GIVEN RECORDS:

§

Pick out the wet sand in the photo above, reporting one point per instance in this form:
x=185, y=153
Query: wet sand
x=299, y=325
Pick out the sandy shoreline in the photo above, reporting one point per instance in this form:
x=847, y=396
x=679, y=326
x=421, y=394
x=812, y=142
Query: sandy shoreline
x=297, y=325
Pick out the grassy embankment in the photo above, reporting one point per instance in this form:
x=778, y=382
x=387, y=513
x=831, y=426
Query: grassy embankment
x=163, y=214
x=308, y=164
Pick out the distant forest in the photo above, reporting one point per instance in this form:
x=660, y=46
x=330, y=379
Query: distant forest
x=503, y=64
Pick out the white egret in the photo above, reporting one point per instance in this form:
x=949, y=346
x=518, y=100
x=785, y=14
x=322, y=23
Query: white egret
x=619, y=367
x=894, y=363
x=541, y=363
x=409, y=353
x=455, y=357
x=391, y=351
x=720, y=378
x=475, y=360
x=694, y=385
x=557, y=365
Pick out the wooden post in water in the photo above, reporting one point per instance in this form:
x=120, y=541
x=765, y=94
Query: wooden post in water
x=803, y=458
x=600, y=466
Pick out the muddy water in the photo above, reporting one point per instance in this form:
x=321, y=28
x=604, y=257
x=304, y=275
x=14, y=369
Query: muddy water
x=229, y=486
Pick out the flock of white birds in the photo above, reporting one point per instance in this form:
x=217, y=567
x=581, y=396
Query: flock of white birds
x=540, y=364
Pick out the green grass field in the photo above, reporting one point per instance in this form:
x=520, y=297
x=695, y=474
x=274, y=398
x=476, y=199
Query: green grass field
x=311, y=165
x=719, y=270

§

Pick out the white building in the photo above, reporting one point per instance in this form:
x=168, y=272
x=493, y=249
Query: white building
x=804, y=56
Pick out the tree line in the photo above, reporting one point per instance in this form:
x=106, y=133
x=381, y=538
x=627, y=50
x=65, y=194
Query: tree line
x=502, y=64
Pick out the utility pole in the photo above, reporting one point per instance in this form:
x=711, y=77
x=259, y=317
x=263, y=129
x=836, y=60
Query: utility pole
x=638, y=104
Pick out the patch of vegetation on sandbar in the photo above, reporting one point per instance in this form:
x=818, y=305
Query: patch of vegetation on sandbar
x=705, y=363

§

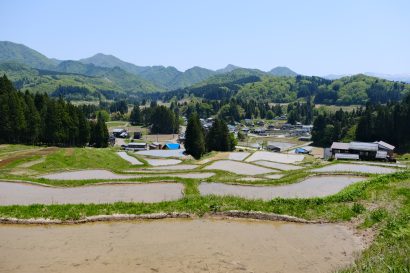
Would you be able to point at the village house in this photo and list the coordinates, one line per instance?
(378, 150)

§

INSTRUCTIONS FOR THE TASK:
From the entries above, return exactly the line containing "Pick out the wet", the line containing "x=120, y=541", and all lines between, and nothing else.

EXERCISE RESULT:
Pick out the wet sand in the photo above, reporting one point per instance in this form:
x=185, y=153
Query: wet sand
x=299, y=325
Pick out the sandy shoreline in the photo above, reporting one point per instance in this form:
x=847, y=396
x=679, y=326
x=421, y=394
x=812, y=142
Query: sandy shoreline
x=297, y=325
Pick out the grassy embankment in the photo above, reporting one point per instance in this form:
x=778, y=382
x=387, y=513
x=831, y=426
Query: grassy embankment
x=163, y=214
x=308, y=164
Pick out the distant forest in the photo above, reporting one point per instance in this form:
x=660, y=46
x=330, y=379
Query: distant forest
x=503, y=64
Pick out the white egret in the photo above, reporting one point per instance in this form:
x=949, y=346
x=518, y=100
x=785, y=14
x=322, y=23
Query: white egret
x=619, y=367
x=894, y=363
x=541, y=363
x=409, y=353
x=455, y=357
x=391, y=351
x=720, y=378
x=475, y=360
x=694, y=385
x=557, y=365
Pick out the wooden post in water in the photo above, reporting one point per instance in this form:
x=120, y=541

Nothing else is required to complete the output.